Skip the images and copy each record exactly as written.

_ _ _

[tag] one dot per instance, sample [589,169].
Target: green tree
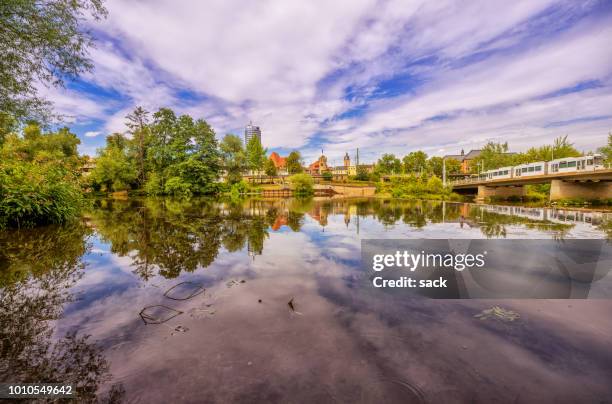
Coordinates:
[39,181]
[256,154]
[270,168]
[494,155]
[389,164]
[138,123]
[41,42]
[434,166]
[606,151]
[415,162]
[302,184]
[234,158]
[452,166]
[114,170]
[294,162]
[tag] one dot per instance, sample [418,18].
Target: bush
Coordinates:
[33,194]
[153,186]
[302,184]
[175,186]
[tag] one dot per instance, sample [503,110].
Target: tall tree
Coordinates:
[270,168]
[138,124]
[233,157]
[41,42]
[607,150]
[294,162]
[389,164]
[415,162]
[256,154]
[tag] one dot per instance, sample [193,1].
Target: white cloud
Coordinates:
[287,66]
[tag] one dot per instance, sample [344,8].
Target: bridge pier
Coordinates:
[499,192]
[560,189]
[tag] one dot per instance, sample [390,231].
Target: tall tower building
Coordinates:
[251,131]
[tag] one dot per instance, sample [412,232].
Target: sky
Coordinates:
[382,76]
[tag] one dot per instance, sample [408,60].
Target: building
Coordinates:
[466,160]
[279,162]
[251,131]
[319,166]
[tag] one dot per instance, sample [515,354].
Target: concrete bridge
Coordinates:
[584,184]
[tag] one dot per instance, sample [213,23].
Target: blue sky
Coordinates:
[384,76]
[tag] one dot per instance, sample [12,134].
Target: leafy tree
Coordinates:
[39,182]
[389,164]
[138,122]
[114,170]
[256,155]
[415,162]
[362,174]
[452,166]
[234,158]
[302,184]
[270,168]
[294,162]
[41,42]
[606,151]
[434,166]
[493,155]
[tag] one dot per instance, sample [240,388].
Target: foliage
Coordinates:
[415,162]
[416,187]
[294,162]
[113,171]
[234,158]
[256,155]
[606,151]
[41,42]
[270,168]
[362,174]
[389,164]
[38,180]
[179,150]
[452,166]
[302,184]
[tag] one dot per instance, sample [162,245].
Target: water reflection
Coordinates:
[239,341]
[37,270]
[166,237]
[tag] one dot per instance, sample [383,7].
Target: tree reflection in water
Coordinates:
[37,269]
[166,237]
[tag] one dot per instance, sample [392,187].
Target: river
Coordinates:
[157,300]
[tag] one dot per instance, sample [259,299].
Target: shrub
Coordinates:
[302,184]
[175,186]
[32,194]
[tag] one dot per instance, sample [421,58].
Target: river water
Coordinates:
[153,300]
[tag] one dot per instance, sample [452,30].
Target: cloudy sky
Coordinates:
[384,76]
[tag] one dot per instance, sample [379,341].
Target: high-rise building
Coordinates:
[250,131]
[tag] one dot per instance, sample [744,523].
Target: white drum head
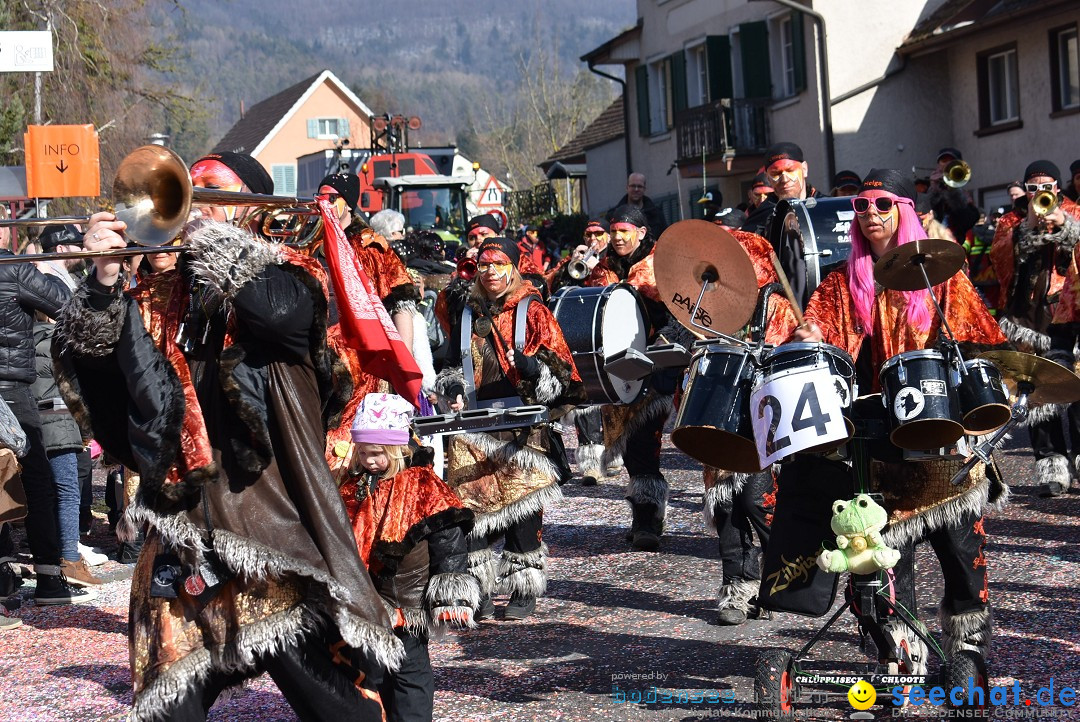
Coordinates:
[621,328]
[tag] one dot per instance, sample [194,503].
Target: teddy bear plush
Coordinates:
[858,527]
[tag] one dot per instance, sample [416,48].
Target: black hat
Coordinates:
[1042,168]
[847,178]
[507,246]
[485,220]
[760,180]
[250,171]
[894,181]
[783,151]
[347,185]
[949,151]
[58,235]
[628,214]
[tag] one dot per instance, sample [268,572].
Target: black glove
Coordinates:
[527,366]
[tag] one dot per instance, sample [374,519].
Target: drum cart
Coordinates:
[782,678]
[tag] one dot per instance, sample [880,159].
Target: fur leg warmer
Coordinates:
[737,595]
[648,489]
[1053,473]
[969,630]
[524,573]
[589,460]
[453,595]
[903,636]
[482,566]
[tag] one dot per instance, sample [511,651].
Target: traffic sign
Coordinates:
[491,195]
[26,51]
[62,161]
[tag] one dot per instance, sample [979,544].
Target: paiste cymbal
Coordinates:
[691,249]
[899,268]
[1053,382]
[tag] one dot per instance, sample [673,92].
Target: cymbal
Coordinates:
[1053,382]
[899,268]
[691,250]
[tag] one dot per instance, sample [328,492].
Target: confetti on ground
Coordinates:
[610,614]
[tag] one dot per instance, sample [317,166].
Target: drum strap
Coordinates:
[521,319]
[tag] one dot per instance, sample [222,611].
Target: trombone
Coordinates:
[153,195]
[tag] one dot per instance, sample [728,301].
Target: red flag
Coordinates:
[365,324]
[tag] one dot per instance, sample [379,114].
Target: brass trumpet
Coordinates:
[956,174]
[579,269]
[153,195]
[1043,203]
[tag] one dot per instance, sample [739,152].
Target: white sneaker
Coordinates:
[91,557]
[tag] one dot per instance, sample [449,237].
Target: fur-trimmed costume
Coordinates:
[507,477]
[1040,289]
[410,531]
[227,431]
[921,502]
[634,432]
[391,282]
[739,505]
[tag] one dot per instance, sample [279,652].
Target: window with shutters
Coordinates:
[284,178]
[697,76]
[998,89]
[327,128]
[1065,68]
[790,54]
[660,106]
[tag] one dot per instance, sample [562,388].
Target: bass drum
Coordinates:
[598,323]
[810,237]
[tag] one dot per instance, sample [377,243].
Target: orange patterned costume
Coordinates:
[395,288]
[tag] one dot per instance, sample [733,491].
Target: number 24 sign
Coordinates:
[795,412]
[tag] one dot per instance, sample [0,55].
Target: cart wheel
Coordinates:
[962,666]
[774,683]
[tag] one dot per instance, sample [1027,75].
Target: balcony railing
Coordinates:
[725,126]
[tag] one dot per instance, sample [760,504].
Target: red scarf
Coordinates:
[365,324]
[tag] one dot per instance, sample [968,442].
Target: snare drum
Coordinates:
[922,405]
[984,400]
[597,323]
[832,377]
[713,424]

_ _ _

• _RESPONSE_
[tag] one dot per instance, sample [589,169].
Target: green tree
Coordinates:
[39,181]
[256,154]
[270,168]
[494,155]
[389,164]
[138,123]
[41,42]
[434,166]
[606,151]
[415,162]
[302,184]
[234,158]
[452,166]
[114,170]
[294,162]
[tag] one dot per instance, sample [418,18].
Target: bush
Coordinates:
[33,194]
[153,186]
[302,184]
[175,186]
[tag] one dot per instance, sample [503,110].
Target: tall tree
Coordinates:
[270,168]
[138,124]
[233,157]
[41,42]
[607,150]
[294,162]
[389,164]
[415,162]
[256,154]
[tag] one dot per instance, sample [193,1].
Target: white cloud
Coordinates:
[287,66]
[tag] one dot per instance, sample [344,8].
Target: bridge pier
Coordinates:
[499,192]
[560,189]
[tag] one dot per instance, sample [390,231].
Target: tall tower building
Coordinates:
[251,131]
[tag] one dot per instance, sample [412,232].
Target: sky
Coordinates:
[382,76]
[tag] one dot per instance, sample [408,60].
Target: building
Coordinates:
[466,160]
[279,162]
[251,131]
[319,166]
[tag] one dot per instance, sample [515,354].
Target: concrete bridge
Coordinates:
[584,184]
[tag] one dot per instance, sample [213,23].
Target: blue sky
Coordinates:
[384,76]
[tag] one dot per instance, sample [12,134].
Target: leafy tree
Coordinates:
[39,182]
[389,164]
[138,122]
[114,170]
[256,155]
[415,162]
[362,174]
[452,166]
[234,158]
[302,184]
[270,168]
[294,162]
[41,42]
[606,151]
[434,166]
[493,155]
[tag] one dot per instance, sample [240,388].
Target: foliage
Coordinates:
[415,162]
[416,187]
[294,162]
[113,171]
[234,158]
[256,155]
[606,151]
[41,42]
[270,168]
[362,174]
[389,164]
[38,180]
[179,150]
[452,166]
[302,184]
[tag] one dot per instance, sample [162,245].
Target: water reflection
Coordinates:
[239,341]
[37,270]
[166,237]
[tag] one dot per instance, sample [383,7].
Target: tree reflection in water
Coordinates:
[37,269]
[166,237]
[tag] one dot per instance, sample [392,187].
Target: river
Coordinates:
[157,300]
[tag] one dot per instance, sample [259,299].
Target: shrub
Coordinates:
[302,184]
[175,186]
[32,194]
[tag] one dot per instance, sample [421,58].
Target: river water
Coordinates:
[153,300]
[tag] one dot per instance, sample [452,30].
Target: cloudy sky
Coordinates:
[384,76]
[tag] one dot per instance, sample [379,341].
Target: high-rise building
Coordinates:
[250,131]
[tag] one dot per instance, sample [744,523].
Target: white drum head
Coordinates:
[621,328]
[tag] one dot per instance, sample [194,503].
Target: teddy bear plush
Coordinates:
[858,527]
[tag] one dot per instance, sample [416,48].
Target: black hat
Coordinates:
[1042,168]
[847,178]
[507,246]
[485,220]
[760,180]
[250,171]
[894,181]
[783,151]
[347,185]
[949,151]
[58,235]
[628,214]
[tag] one dot per instance, sample [268,572].
Target: black glove
Coordinates:
[527,366]
[tag] one dot per instance, sample [374,519].
Target: drum cart
Coordinates:
[782,678]
[tag] one dot per instance, sample [880,159].
Target: fur leg warmer
Coordinates:
[737,595]
[648,489]
[1053,473]
[969,630]
[524,573]
[589,460]
[453,595]
[903,636]
[482,566]
[tag] one dot per instance, sample [511,651].
Target: traffic sign
Coordinates:
[491,195]
[26,51]
[62,161]
[tag] one dot per instance, sample [979,544].
Target: paiste cymbal
Coordinates:
[691,249]
[899,268]
[1053,382]
[tag] one dot per instance, sample [673,92].
Target: cymbal
Coordinates:
[1053,382]
[899,268]
[691,250]
[tag] one dot per instance, sample [328,492].
Target: confetti on ground
Coordinates:
[610,614]
[tag] one dot per instance, sample [317,166].
Target: drum strap
Coordinates:
[521,319]
[tag] one dot per instance, sample [222,611].
Target: trombone
Coordinates:
[153,195]
[tag] one dot per instance, sample [728,301].
Target: red flag
Coordinates:
[365,324]
[tag] one dot per instance, sample [379,114].
Target: brass trumpet
Coordinates:
[956,174]
[579,269]
[153,195]
[1043,203]
[tag] one dot per instance, sample [739,152].
Target: white sneaker
Coordinates:
[91,557]
[tag] one dot per instance, sample [449,237].
Target: fur-trimmed costume
Coordinates:
[507,477]
[1040,289]
[410,531]
[227,431]
[921,502]
[634,432]
[391,282]
[739,505]
[tag] one dot per instance, sample [279,652].
Target: window with shutters
Coordinates:
[284,178]
[697,76]
[998,89]
[327,128]
[1065,68]
[790,54]
[660,106]
[tag] one dot per instance, sample [562,388].
Target: bass drum
Coordinates:
[598,323]
[810,237]
[tag] one dot per instance, sample [377,243].
Target: orange patterned costume
Coordinates:
[395,288]
[tag] one dot per instance, sample [733,491].
Target: number 24 sign
Coordinates:
[795,412]
[tag] one dot per instance, sample [0,55].
Target: cart wheel
Coordinates:
[962,666]
[774,683]
[tag] one dot per instance, sample [1027,75].
Target: balcony railing
Coordinates:
[725,126]
[tag] one dot per instance, sample [760,504].
Target: red scarf
Coordinates:
[365,324]
[tag] one dot per instance, sample [968,442].
Target: snare drum
Coordinates:
[922,405]
[984,400]
[597,323]
[832,377]
[713,424]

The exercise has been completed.